Directions for this task. Will you print the material word for word, beginning at its very first line and stopping after the line that contains "[[[242,69],[242,141],[246,203],[282,203],[283,72]]]"?

Record extracts.
───

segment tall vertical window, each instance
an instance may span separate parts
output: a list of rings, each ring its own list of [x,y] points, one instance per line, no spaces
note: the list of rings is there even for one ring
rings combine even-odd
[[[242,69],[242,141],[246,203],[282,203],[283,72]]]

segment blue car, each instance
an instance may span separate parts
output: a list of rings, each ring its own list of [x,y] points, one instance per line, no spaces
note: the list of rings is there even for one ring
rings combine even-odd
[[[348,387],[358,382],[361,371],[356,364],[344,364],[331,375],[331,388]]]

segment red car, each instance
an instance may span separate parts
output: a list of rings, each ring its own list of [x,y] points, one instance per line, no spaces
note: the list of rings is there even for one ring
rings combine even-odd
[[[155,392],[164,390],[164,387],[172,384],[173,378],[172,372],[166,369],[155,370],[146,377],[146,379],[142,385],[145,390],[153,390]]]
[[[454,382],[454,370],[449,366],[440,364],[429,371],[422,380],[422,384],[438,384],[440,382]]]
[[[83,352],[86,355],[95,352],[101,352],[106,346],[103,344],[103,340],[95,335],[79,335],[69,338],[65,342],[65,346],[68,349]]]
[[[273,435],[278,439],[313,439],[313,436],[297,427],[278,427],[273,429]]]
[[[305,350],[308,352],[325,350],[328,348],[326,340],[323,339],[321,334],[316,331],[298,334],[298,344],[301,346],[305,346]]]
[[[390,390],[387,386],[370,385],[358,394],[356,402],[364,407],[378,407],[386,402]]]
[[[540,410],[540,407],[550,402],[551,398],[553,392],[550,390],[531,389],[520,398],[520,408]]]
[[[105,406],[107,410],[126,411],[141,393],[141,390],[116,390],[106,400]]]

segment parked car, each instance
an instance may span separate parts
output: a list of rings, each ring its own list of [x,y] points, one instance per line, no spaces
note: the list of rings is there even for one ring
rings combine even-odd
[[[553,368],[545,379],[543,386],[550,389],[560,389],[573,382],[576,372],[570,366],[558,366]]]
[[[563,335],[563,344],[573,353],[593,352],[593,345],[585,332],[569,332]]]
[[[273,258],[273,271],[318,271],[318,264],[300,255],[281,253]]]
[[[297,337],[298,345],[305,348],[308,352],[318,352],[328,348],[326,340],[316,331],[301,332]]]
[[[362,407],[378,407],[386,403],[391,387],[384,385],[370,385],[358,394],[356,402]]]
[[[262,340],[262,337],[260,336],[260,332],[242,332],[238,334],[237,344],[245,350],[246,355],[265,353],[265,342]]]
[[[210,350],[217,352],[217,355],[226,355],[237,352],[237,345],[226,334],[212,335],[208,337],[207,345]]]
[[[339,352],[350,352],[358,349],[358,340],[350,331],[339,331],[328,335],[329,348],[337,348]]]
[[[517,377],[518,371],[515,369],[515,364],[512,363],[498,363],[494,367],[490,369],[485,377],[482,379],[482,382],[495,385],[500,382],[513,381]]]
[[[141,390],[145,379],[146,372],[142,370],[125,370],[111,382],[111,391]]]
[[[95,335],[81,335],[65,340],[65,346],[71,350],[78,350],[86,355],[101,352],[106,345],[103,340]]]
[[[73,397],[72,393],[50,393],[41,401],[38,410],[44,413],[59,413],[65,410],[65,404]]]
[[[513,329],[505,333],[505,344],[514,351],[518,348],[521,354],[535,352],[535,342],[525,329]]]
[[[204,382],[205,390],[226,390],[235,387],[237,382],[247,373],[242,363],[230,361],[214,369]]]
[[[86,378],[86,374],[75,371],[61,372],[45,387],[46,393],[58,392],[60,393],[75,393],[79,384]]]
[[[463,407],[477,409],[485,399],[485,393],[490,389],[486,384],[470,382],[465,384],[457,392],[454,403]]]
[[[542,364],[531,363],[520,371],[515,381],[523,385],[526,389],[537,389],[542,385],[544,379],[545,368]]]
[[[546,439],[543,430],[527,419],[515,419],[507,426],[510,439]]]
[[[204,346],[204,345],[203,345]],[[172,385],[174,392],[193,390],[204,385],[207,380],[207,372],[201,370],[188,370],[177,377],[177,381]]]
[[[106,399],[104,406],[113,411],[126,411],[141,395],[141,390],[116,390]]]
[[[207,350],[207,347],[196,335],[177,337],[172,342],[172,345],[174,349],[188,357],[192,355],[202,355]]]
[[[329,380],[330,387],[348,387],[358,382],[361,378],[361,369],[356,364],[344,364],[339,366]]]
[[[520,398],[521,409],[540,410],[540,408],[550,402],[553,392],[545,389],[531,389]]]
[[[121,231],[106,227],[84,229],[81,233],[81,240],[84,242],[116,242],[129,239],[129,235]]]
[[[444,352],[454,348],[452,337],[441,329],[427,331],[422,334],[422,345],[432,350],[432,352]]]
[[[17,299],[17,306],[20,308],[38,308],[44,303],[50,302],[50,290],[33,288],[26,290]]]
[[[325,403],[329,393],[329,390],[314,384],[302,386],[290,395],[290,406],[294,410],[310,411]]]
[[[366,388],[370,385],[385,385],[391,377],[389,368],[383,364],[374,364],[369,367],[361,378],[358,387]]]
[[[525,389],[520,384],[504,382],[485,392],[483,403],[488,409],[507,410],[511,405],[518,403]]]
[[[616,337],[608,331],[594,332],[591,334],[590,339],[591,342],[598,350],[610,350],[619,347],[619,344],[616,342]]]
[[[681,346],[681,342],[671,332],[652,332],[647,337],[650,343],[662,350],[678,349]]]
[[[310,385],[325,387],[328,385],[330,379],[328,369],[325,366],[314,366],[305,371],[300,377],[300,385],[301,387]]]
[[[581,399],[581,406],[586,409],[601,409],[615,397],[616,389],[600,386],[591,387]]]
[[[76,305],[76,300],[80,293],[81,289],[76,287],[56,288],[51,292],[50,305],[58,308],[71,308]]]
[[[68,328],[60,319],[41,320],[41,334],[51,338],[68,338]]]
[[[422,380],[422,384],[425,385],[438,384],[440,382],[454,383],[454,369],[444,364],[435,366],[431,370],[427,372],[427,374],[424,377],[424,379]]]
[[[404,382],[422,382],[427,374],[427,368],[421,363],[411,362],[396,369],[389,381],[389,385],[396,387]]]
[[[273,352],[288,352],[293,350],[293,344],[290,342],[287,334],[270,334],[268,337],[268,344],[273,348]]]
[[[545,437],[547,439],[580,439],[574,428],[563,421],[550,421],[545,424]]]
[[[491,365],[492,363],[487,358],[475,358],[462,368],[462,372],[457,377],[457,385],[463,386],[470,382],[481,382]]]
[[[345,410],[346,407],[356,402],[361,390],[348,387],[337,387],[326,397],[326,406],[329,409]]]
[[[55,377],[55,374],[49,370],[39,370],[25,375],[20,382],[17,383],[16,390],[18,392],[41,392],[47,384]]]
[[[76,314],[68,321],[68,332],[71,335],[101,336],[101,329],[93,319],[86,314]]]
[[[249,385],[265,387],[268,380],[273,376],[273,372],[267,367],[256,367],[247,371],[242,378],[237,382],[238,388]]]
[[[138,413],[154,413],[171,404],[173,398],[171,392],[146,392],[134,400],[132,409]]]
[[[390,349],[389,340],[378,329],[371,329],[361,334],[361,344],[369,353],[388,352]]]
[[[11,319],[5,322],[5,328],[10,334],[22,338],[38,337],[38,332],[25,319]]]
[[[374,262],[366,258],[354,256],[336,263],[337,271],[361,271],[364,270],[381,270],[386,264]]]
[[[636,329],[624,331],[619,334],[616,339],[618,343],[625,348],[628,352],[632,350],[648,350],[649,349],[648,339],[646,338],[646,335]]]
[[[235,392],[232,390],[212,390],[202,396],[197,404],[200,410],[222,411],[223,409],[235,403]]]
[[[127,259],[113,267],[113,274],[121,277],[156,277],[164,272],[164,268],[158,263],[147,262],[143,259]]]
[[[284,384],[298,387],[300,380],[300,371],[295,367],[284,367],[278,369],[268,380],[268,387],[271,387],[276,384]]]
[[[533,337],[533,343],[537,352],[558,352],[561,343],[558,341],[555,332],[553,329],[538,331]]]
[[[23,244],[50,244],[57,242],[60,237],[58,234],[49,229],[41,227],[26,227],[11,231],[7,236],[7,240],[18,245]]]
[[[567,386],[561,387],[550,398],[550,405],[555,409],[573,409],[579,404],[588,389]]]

───

Output of the exercise.
segment tall vertical window, each instance
an instance may span separate parts
output: a list of rings, each ring its own list of [x,y] points, one instance per line, no spaces
note: the list of rings is there even for one ring
rings combine even-odd
[[[242,69],[242,141],[246,203],[282,203],[283,72]]]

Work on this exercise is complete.